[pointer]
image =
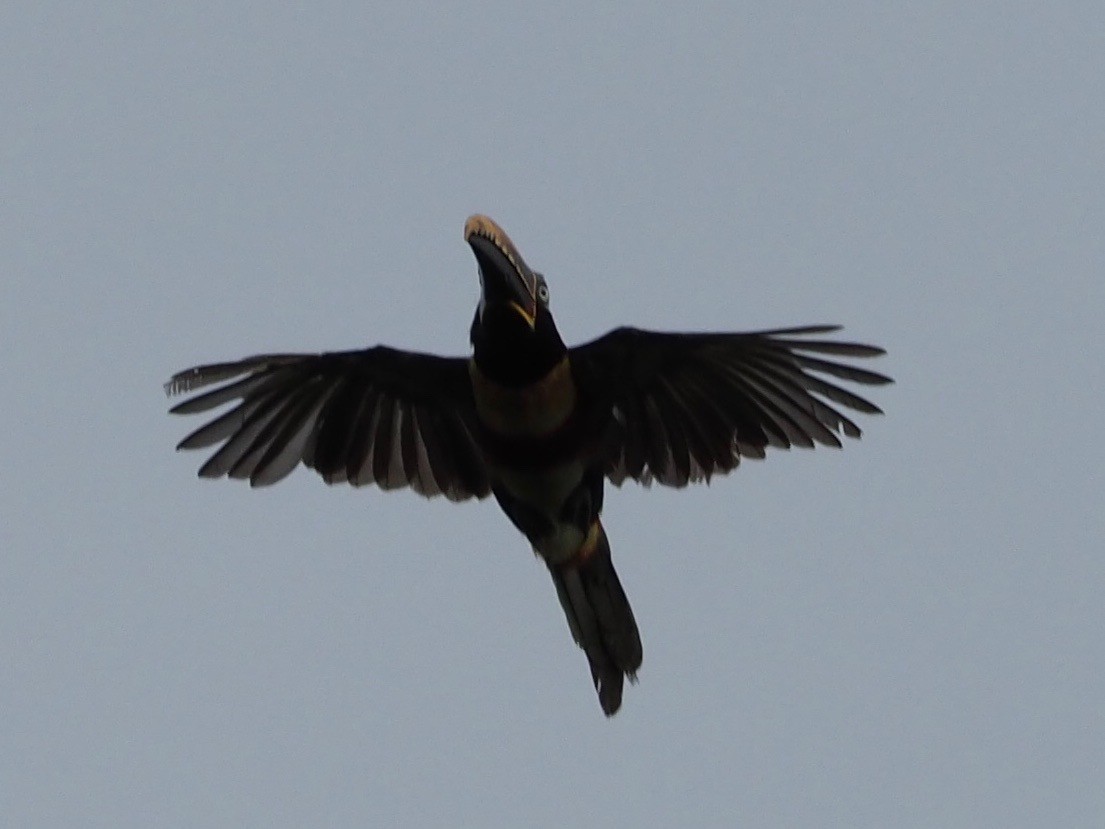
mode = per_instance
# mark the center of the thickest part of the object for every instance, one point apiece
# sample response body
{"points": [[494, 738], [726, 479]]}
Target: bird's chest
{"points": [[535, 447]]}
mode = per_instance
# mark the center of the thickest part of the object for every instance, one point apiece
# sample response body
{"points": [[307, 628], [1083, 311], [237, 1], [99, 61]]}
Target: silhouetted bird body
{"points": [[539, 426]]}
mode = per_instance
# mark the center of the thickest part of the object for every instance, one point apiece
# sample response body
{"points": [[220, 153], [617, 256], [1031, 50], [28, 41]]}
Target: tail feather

===============

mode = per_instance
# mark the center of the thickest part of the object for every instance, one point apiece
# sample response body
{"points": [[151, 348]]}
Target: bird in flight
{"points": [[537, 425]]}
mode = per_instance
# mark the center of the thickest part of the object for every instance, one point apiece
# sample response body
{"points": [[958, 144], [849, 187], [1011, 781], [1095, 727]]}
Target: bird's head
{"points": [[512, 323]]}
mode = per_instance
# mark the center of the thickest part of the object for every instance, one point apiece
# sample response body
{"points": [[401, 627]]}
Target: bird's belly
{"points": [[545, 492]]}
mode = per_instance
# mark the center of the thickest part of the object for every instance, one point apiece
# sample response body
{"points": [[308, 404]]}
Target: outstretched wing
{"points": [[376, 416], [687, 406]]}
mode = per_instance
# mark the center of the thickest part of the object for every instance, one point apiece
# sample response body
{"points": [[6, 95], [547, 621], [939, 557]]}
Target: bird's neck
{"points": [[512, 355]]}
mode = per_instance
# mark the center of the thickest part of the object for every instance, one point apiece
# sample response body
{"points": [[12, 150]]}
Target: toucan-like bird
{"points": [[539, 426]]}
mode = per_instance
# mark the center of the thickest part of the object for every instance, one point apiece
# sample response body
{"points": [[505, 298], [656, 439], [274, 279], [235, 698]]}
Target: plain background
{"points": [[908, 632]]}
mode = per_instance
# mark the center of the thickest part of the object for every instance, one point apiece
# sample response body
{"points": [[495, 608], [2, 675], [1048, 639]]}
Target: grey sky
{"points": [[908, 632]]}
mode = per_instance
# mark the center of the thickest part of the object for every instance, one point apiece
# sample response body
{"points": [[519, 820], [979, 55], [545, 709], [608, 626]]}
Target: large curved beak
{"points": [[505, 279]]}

===============

### Task instructions
Identify every line in the material above that contains the word "Target" and copy each of those lines in full.

### Written answer
Target: bird's chest
Target: silhouetted bird body
Target: tail feather
Target: bird in flight
Target: bird's head
Target: bird's belly
Target: outstretched wing
Target: bird's neck
Target: toucan-like bird
Target: plain background
Target: grey sky
Target: large curved beak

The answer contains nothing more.